┌─ Data listing

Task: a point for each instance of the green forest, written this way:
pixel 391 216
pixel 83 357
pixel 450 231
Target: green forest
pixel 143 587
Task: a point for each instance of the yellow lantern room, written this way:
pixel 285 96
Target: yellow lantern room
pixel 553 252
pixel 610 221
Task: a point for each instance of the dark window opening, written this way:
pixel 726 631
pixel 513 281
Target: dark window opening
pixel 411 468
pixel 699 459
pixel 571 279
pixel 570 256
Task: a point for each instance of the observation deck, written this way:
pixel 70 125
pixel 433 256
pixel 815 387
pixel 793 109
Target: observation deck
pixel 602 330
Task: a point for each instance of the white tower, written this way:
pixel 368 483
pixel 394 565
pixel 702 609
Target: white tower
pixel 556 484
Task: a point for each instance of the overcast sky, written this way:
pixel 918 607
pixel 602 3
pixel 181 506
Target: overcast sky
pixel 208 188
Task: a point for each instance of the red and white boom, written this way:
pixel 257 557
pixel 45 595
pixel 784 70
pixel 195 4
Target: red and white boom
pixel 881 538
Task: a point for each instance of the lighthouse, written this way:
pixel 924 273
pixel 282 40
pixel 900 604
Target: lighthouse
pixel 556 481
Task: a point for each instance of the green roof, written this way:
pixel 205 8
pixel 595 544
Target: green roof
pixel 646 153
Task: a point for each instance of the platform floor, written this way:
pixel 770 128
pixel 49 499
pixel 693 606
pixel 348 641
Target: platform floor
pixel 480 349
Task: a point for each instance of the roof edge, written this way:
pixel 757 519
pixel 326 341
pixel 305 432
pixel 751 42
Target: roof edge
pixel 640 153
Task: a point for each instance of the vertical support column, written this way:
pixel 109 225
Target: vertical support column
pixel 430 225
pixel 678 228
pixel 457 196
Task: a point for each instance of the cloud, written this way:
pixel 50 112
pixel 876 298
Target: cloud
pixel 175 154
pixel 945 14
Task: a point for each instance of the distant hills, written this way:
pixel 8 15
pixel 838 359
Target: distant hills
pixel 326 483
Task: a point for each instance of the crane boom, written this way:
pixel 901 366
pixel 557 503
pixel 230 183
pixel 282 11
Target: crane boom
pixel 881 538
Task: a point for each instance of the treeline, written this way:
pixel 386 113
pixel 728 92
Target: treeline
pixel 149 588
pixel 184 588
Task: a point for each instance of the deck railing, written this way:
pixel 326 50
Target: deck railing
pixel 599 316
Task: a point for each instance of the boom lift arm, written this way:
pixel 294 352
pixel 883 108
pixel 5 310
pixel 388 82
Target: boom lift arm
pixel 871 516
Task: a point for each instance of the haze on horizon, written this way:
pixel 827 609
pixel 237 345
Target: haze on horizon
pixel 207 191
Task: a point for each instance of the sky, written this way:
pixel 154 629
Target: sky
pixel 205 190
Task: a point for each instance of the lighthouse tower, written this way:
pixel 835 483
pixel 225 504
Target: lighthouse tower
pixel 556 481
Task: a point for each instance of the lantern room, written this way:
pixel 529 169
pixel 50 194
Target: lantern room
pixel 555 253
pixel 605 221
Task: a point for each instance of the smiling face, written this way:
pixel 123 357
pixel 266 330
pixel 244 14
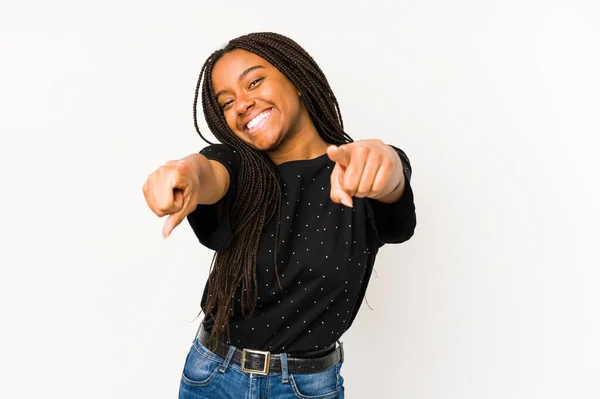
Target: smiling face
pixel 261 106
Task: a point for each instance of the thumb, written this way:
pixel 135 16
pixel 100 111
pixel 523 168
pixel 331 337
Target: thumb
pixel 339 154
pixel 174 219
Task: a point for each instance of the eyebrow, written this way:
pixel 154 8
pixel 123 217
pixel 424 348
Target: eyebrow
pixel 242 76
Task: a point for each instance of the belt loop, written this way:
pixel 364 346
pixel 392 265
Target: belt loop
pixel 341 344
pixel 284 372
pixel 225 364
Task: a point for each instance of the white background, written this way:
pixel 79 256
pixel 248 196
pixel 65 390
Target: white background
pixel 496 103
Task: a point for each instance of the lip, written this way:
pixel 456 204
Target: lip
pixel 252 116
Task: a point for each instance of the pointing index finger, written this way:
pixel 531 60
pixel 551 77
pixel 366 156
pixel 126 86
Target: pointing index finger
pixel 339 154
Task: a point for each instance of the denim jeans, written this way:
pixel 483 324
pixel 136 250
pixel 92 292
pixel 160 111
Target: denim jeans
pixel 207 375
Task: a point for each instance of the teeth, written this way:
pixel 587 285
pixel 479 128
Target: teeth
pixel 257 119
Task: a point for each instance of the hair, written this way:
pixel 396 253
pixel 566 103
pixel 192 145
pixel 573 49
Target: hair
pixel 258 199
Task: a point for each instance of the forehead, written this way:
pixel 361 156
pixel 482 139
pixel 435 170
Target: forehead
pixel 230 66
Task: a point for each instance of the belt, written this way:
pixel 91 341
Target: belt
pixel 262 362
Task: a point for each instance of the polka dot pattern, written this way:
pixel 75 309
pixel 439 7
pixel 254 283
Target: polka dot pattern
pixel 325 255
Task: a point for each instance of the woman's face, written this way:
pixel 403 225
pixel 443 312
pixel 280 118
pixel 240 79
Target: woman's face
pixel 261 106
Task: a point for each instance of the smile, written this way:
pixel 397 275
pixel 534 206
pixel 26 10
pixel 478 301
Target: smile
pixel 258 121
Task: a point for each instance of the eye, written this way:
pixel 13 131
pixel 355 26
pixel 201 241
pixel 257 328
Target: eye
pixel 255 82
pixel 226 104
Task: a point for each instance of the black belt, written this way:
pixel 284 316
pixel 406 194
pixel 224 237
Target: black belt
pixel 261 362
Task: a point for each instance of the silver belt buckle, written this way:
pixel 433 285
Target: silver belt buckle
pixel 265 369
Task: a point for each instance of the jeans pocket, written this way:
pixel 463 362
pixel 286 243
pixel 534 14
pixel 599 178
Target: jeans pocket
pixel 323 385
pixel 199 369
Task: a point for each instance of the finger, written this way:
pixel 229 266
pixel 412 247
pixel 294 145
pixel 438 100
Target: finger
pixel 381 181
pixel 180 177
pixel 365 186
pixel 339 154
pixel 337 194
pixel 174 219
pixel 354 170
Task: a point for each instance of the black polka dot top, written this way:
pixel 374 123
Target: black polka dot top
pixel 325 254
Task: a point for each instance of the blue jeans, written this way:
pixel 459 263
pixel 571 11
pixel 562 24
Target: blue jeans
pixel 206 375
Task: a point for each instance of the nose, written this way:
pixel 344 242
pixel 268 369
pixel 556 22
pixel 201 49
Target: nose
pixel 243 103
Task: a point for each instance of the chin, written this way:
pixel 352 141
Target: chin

└─
┌─ Data listing

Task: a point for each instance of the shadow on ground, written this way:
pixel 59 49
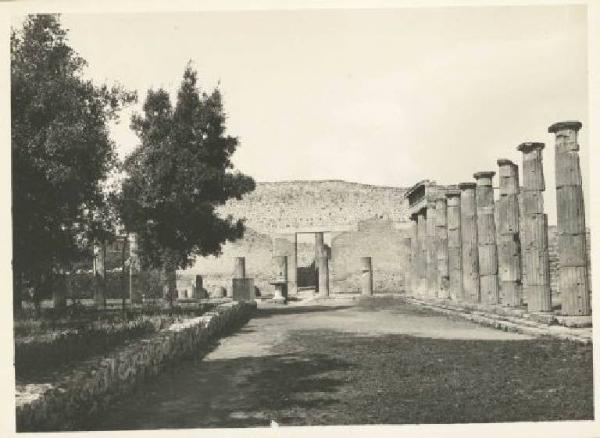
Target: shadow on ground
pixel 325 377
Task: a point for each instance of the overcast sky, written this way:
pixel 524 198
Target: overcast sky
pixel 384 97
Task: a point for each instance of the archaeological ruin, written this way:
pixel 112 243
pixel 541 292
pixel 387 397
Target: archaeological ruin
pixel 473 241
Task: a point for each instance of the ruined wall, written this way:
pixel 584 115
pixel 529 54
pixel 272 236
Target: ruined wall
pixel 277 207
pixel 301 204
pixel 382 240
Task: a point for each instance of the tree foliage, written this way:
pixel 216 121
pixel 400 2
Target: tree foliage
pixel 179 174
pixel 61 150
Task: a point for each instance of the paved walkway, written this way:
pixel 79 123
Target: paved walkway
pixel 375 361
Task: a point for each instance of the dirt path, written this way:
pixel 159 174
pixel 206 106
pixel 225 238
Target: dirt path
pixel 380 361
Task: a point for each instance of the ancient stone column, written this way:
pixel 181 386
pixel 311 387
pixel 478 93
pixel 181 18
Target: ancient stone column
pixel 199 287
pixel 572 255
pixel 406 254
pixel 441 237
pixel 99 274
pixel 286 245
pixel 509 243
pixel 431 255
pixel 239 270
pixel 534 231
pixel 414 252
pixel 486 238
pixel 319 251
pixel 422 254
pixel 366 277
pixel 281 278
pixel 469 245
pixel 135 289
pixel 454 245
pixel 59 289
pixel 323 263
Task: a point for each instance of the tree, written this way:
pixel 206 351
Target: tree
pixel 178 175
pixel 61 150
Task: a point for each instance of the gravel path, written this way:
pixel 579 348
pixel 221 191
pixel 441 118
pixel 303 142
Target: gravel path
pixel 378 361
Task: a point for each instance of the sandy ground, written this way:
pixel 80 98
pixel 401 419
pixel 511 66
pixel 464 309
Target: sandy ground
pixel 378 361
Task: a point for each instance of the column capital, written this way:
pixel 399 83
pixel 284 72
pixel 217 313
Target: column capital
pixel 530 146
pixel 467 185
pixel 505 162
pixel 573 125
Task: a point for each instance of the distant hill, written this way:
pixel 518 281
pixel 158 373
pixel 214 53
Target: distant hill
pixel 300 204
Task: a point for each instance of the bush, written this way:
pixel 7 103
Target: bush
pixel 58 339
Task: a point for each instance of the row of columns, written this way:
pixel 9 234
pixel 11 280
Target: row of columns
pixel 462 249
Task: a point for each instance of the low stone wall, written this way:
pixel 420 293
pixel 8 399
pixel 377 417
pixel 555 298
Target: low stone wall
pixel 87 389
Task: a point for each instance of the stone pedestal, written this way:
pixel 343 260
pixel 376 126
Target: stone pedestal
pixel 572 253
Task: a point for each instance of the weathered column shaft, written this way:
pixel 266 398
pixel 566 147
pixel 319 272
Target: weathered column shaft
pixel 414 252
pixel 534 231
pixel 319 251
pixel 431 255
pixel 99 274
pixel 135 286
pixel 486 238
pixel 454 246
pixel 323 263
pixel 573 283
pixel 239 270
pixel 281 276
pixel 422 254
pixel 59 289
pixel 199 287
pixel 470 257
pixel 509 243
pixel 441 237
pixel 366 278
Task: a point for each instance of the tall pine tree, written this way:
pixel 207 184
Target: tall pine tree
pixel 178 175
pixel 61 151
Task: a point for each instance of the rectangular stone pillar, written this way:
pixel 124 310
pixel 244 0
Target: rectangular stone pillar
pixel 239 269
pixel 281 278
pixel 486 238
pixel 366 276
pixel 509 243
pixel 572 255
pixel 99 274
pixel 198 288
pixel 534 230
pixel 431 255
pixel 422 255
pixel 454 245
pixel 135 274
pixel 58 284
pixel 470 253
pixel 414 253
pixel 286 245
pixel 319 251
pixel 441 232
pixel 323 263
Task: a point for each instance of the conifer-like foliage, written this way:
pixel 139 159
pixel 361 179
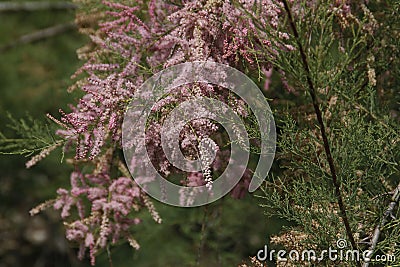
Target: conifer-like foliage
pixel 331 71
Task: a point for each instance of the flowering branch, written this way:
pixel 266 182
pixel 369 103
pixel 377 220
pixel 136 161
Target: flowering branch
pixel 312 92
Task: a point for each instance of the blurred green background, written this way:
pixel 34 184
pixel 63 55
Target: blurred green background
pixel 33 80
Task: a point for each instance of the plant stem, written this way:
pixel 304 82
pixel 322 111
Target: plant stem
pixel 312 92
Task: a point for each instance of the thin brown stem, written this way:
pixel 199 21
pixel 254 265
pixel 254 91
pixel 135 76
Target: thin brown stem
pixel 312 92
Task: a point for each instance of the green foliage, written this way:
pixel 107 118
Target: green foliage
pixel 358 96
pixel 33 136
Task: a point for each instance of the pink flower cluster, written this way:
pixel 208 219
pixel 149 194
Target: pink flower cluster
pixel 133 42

└─

Written task
Print the lines verbatim, beginning at the line that contains "Task: a point for each instance of the lantern" and stopping after the line that contains "pixel 207 375". Leave the pictures out of your answer.

Exercise solution
Task: a point for each instance of the lantern room, written this way:
pixel 529 169
pixel 50 194
Target: lantern room
pixel 555 253
pixel 605 221
Task: a point for each instance of the smiling face, written this way:
pixel 123 357
pixel 266 330
pixel 244 14
Target: smiling face
pixel 261 106
Task: a point for each instance of the thumb, written this way:
pixel 135 16
pixel 100 111
pixel 523 168
pixel 331 337
Target: thumb
pixel 339 154
pixel 174 219
Task: a point for each instance of the eyebrow, written this way:
pixel 154 8
pixel 123 217
pixel 424 348
Target: eyebrow
pixel 242 76
Task: a point for each instance of the belt loop, written this way:
pixel 364 346
pixel 392 265
Target: belt loop
pixel 341 344
pixel 284 372
pixel 225 364
Task: a point for each instance of the white background, written this way:
pixel 79 256
pixel 248 196
pixel 65 390
Target: white background
pixel 496 103
Task: a point for each instance of the lip, written this way:
pixel 456 204
Target: lip
pixel 252 116
Task: a point for each instance of the pointing index finger, written this way:
pixel 531 60
pixel 551 77
pixel 366 156
pixel 126 86
Target: pointing index finger
pixel 339 154
Task: a point for each instance of the denim jeans, written this way:
pixel 483 324
pixel 136 250
pixel 92 292
pixel 160 111
Target: denim jeans
pixel 207 375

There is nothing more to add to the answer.